** START Stored rows **

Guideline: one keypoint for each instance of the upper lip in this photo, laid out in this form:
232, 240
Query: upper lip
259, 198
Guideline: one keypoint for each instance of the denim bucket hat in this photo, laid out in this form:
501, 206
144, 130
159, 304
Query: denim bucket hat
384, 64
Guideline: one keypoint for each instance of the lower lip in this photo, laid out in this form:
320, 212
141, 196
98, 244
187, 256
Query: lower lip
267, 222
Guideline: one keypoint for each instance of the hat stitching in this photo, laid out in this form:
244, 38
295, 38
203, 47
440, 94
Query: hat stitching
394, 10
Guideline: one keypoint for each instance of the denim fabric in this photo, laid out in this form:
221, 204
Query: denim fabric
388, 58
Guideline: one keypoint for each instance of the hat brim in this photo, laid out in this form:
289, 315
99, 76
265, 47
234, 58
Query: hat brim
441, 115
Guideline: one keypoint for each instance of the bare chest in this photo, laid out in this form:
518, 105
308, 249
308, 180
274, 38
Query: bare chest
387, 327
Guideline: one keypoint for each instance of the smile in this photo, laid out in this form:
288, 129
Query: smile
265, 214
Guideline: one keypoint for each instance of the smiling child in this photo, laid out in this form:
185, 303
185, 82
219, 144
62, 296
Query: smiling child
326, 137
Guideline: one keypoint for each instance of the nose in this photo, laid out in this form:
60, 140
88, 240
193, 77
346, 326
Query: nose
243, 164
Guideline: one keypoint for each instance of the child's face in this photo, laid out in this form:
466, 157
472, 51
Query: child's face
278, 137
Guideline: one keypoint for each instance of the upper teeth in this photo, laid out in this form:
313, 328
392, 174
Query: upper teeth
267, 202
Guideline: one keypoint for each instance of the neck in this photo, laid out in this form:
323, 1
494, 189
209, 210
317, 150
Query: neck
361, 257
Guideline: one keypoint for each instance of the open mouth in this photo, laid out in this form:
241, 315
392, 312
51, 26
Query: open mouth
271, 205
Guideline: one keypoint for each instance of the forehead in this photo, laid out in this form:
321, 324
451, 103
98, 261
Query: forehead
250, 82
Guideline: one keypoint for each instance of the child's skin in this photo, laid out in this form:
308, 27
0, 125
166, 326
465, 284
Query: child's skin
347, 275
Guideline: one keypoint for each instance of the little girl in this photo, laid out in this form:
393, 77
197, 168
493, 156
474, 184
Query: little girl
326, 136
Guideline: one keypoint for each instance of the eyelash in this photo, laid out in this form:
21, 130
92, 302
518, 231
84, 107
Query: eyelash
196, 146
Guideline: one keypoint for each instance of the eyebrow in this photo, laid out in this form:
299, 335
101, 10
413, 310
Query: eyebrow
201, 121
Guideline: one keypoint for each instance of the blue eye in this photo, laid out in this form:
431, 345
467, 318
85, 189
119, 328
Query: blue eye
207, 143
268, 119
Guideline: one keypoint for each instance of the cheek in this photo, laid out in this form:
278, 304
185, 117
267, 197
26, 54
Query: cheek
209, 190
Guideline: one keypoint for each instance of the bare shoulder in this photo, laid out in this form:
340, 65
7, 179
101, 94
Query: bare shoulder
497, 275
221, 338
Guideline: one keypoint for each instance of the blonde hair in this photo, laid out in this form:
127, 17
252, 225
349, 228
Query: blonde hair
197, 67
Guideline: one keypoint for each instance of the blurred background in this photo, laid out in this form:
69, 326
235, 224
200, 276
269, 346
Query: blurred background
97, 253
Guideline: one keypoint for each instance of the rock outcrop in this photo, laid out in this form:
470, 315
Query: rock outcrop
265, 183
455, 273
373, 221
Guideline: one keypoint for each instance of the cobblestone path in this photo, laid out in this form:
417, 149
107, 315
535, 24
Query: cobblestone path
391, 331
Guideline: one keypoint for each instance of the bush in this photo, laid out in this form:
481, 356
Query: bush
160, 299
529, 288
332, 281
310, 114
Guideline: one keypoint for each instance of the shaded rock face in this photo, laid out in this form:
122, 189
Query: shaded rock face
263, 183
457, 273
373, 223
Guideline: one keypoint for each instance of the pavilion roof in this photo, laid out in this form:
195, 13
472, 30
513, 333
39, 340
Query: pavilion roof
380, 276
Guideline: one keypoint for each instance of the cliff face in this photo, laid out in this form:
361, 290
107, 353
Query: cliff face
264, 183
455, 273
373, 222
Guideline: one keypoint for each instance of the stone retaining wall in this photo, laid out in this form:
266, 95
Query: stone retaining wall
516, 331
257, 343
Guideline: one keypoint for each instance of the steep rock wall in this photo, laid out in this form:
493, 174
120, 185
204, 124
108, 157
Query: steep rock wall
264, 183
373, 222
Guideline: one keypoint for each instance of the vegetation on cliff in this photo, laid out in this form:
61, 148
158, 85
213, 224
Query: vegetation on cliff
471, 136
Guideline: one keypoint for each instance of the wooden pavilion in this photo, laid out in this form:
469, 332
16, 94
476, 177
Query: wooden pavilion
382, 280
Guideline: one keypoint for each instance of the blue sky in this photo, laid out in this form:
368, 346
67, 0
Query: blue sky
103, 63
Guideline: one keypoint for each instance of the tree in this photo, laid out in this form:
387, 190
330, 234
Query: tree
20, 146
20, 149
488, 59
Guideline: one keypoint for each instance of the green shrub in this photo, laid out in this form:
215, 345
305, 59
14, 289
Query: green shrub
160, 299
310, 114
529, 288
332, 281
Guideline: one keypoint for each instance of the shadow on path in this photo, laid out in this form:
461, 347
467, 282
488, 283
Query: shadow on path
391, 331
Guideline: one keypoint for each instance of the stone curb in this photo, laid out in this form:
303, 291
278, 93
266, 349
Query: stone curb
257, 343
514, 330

** END Stored rows **

■ Stated task: Copy word for word every line from the one containing "Guideline: one keypoint for each instance of the green" through the final line of the items, including both of those lines.

■ Task response:
Guideline: one keypoint for each instance of the green shrub in this photo, laid out in this form:
215, 345
305, 59
14, 289
Query: green shrub
160, 299
310, 114
529, 288
332, 281
Guideline: one keypoint for each instance of the shadow on path in this photo, laid out in this form:
461, 347
467, 282
488, 283
Query: shadow on path
391, 331
Guideline: one keypoint for each instance of the stone curb in this photo, laid out in this form:
303, 291
278, 93
266, 349
Query: stone curb
257, 343
514, 330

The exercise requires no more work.